Stored items

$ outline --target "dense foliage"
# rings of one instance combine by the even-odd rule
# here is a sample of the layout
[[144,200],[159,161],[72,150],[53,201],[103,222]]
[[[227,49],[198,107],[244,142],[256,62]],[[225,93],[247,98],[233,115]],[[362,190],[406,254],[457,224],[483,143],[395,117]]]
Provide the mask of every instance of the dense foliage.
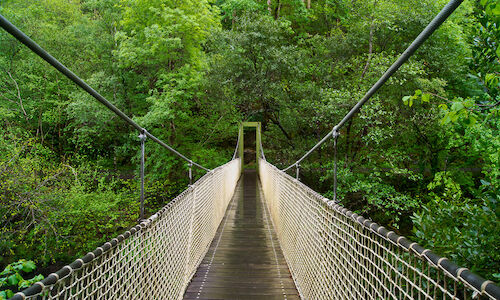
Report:
[[9,264],[0,273],[0,288],[2,289],[2,291],[0,291],[0,299],[4,300],[14,296],[14,292],[11,288],[15,290],[25,289],[33,283],[42,280],[43,275],[36,275],[31,279],[23,278],[23,275],[33,272],[35,268],[36,265],[33,261],[26,261],[25,259],[20,259],[19,261]]
[[[9,0],[0,13],[195,161],[228,161],[246,120],[285,167],[446,2]],[[340,132],[341,202],[498,281],[499,103],[500,4],[465,1]],[[4,31],[0,120],[1,267],[45,274],[136,222],[137,133]],[[146,148],[151,213],[187,166]],[[332,143],[301,177],[332,196]]]

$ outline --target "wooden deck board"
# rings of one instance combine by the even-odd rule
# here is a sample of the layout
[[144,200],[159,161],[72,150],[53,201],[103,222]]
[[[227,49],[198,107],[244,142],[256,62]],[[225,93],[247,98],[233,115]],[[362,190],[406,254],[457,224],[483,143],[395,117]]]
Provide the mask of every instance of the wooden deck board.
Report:
[[263,205],[247,170],[184,299],[300,299]]

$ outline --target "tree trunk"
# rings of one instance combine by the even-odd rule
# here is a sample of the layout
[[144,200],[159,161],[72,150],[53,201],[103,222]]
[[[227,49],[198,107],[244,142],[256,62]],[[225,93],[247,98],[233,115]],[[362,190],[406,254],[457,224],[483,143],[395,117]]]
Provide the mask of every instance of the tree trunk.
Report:
[[176,135],[174,121],[170,121],[170,129],[172,130],[172,133],[168,136],[168,142],[170,145],[173,145]]
[[10,79],[12,79],[12,81],[14,82],[14,86],[16,87],[17,99],[19,101],[19,110],[23,114],[24,119],[28,121],[28,114],[26,113],[26,110],[24,110],[23,98],[21,97],[21,90],[19,89],[19,85],[17,84],[17,81],[14,79],[14,77],[9,71],[7,71],[7,74],[9,75]]
[[276,5],[276,8],[274,9],[274,19],[278,20],[280,17],[280,10],[281,10],[281,1],[278,0],[278,5]]
[[[373,10],[375,11],[375,7],[377,6],[377,0],[373,1]],[[371,24],[370,24],[370,38],[368,40],[368,59],[366,60],[366,65],[363,68],[363,73],[361,74],[361,79],[365,77],[366,71],[368,71],[368,67],[370,67],[370,62],[373,55],[373,30],[375,27],[375,12],[372,13],[371,16]]]
[[281,132],[283,132],[283,135],[288,140],[288,144],[290,146],[294,146],[292,143],[292,137],[288,134],[288,132],[286,132],[285,128],[281,125],[279,118],[273,117],[271,115],[269,116],[269,118],[270,118],[271,122],[273,122],[276,126],[278,126],[278,128],[281,130]]
[[[377,0],[374,0],[373,1],[373,10],[374,11],[375,11],[376,6],[377,6]],[[373,55],[373,30],[374,30],[374,27],[375,27],[375,12],[373,12],[371,15],[370,37],[368,39],[368,58],[366,60],[365,67],[363,68],[363,72],[361,73],[361,78],[360,78],[360,81],[358,84],[358,90],[361,89],[361,82],[363,81],[363,79],[366,75],[366,72],[368,71],[368,68],[370,67],[370,62],[371,62],[372,55]],[[354,141],[351,142],[351,126],[352,126],[353,119],[354,119],[354,117],[349,120],[349,124],[347,125],[346,154],[345,154],[345,162],[344,162],[345,167],[347,167],[349,152],[352,152],[350,162],[353,162],[354,159],[356,158],[356,152],[358,152],[359,149],[361,148],[361,142],[362,142],[361,137],[363,137],[367,133],[367,128],[365,127],[363,129],[363,131],[361,132],[361,136],[359,137],[359,141],[358,141],[358,144],[356,147],[356,144],[354,143]]]

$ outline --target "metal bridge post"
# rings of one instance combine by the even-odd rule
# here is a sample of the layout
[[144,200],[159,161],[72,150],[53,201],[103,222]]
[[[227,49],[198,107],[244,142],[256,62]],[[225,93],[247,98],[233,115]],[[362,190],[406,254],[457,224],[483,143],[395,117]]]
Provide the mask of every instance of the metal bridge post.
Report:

Work to be completed:
Give back exactly the lines from the one that contains "Provide the mask of every instance of the metal" to the end of the data above, both of those lines included.

Answer to this exercise:
Provide the mask of every instance of the metal bridge post.
Report:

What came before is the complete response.